WORK ITEM >> Write out the passage of the article below on the Sony-Nature award word for word, starting at "Two Michigan Engineers" and ending at "substantial new prizes.".

QUOTED PASSAGE >>
- Opening Delimiter -

Two Michigan Engineers Win $250,000 Sony-Nature Award for Wearable Sensors and Smart Polymers
Medical devices that sit at the boundary between electronics and human biology face a common problem: the body is wet, warm, and chemically reactive, while conventional electronics are dry, rigid, and designed for stable environments. Two University of Michigan Engineering professors have spent their careers developing materials and systems that bridge that gap, and their work has now been recognized with one of the field's most substantial new prizes.
Xiwen Gong and Cindy Chestek are among the three recipients of the second-ever Sony Women in Technology Award with Nature, a $250,000 prize jointly administered by Sony and the journal Nature. The award, which specifically recognizes women working at the intersection of science and technology, provides funding that flows directly into the researchers' laboratory programs.
Xiwen Gong: Wearable Sensors That Conform to Skin
Gong, an assistant professor of chemical engineering, works on semiconducting polymers - organic electronic materials that can be deposited as thin, flexible films. Her laboratory's focus is health monitoring: designing polymer-based sensors that can be worn against the skin to track physiological signals including glucose levels, electrolytes, and other biomarkers present in sweat.

- Closing Delimiter -

RECORDS >>

- Opening Delimiter -

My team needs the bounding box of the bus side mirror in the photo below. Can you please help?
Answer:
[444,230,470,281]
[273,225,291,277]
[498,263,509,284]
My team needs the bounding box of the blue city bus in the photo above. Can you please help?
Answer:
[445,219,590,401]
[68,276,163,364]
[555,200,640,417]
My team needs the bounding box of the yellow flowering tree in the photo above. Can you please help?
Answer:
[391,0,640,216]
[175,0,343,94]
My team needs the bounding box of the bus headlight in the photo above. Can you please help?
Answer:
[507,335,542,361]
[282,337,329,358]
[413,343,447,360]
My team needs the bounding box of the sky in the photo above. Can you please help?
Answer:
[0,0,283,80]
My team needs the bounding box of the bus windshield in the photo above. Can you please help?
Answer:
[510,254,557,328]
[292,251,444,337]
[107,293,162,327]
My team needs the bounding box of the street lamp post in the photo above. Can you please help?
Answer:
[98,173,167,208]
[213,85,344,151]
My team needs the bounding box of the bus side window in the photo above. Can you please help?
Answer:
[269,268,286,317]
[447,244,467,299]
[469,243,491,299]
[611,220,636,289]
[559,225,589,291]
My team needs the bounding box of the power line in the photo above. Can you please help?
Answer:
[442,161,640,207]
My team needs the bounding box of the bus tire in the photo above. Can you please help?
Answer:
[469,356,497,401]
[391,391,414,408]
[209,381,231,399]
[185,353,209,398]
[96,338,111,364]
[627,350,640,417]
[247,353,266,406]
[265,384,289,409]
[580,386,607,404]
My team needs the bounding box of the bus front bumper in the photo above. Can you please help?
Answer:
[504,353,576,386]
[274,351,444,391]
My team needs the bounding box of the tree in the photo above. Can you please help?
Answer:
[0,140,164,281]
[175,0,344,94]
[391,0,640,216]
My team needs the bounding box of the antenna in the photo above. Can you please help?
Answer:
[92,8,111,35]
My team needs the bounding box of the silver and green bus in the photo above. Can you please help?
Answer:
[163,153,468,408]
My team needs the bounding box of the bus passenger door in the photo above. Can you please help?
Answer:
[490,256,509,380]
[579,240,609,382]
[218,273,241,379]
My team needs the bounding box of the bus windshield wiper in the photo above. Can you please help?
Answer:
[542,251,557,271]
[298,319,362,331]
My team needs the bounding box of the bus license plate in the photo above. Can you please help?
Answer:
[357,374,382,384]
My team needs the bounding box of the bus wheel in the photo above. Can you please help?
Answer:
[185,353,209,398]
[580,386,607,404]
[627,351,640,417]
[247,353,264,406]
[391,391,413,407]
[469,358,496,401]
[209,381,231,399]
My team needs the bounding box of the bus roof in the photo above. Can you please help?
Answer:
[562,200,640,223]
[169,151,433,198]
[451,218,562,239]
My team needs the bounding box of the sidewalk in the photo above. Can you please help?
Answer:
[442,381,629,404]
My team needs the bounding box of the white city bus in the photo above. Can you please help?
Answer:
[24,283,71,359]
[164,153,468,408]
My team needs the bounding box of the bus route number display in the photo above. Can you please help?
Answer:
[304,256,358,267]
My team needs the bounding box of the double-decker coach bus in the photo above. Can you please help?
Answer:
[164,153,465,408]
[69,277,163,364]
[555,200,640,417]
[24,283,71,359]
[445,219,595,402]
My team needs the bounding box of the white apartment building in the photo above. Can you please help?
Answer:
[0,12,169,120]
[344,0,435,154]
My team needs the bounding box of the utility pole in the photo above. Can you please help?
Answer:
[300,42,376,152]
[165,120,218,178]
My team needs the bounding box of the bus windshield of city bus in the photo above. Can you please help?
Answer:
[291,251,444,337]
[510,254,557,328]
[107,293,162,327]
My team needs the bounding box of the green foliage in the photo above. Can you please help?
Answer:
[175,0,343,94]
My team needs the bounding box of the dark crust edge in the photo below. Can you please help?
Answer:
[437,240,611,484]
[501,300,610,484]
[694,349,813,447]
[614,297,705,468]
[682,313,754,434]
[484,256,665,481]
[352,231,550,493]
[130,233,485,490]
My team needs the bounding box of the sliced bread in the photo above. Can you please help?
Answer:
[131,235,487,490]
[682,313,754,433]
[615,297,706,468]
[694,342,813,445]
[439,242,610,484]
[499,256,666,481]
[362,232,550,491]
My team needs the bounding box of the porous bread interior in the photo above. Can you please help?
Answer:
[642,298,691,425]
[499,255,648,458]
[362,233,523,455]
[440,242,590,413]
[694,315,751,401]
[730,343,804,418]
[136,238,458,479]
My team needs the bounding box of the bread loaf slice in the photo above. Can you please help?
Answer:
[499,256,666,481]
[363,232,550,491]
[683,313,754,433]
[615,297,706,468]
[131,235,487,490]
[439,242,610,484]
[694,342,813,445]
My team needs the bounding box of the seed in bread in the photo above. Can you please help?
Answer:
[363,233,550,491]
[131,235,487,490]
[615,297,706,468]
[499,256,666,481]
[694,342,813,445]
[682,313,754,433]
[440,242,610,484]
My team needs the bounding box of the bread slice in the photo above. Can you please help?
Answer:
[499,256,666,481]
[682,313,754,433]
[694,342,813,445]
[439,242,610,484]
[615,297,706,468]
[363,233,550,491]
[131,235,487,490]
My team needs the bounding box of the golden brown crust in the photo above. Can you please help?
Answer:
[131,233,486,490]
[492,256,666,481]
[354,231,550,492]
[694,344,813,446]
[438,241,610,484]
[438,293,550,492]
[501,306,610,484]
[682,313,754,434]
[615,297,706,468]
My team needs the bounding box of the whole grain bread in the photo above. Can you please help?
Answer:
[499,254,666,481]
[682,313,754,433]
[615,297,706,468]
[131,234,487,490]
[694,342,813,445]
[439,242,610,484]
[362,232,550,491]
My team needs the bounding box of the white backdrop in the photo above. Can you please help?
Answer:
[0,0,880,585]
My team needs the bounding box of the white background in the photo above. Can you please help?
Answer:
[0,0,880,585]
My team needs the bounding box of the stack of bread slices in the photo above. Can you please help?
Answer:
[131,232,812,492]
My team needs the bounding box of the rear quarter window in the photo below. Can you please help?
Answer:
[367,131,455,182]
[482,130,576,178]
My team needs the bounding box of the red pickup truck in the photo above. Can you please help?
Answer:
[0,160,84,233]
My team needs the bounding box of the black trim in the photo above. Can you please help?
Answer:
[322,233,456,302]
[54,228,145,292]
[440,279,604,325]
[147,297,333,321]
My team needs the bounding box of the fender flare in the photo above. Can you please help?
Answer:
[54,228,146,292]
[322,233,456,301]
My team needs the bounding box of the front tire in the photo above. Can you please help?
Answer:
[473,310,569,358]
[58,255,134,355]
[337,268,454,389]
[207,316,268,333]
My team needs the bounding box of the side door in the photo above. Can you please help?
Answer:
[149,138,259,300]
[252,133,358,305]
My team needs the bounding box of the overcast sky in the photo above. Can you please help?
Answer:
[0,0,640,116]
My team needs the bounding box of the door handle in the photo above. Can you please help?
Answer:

- Closing Delimiter -

ANSWER TO THIS EXERCISE >>
Two Michigan Engineers Win $250,000 Sony-Nature Award for Wearable Sensors and Smart Polymers
Medical devices that sit at the boundary between electronics and human biology face a common problem: the body is wet, warm, and chemically reactive, while conventional electronics are dry, rigid, and designed for stable environments. Two University of Michigan Engineering professors have spent their careers developing materials and systems that bridge that gap, and their work has now been recognized with one of the field's most substantial new prizes.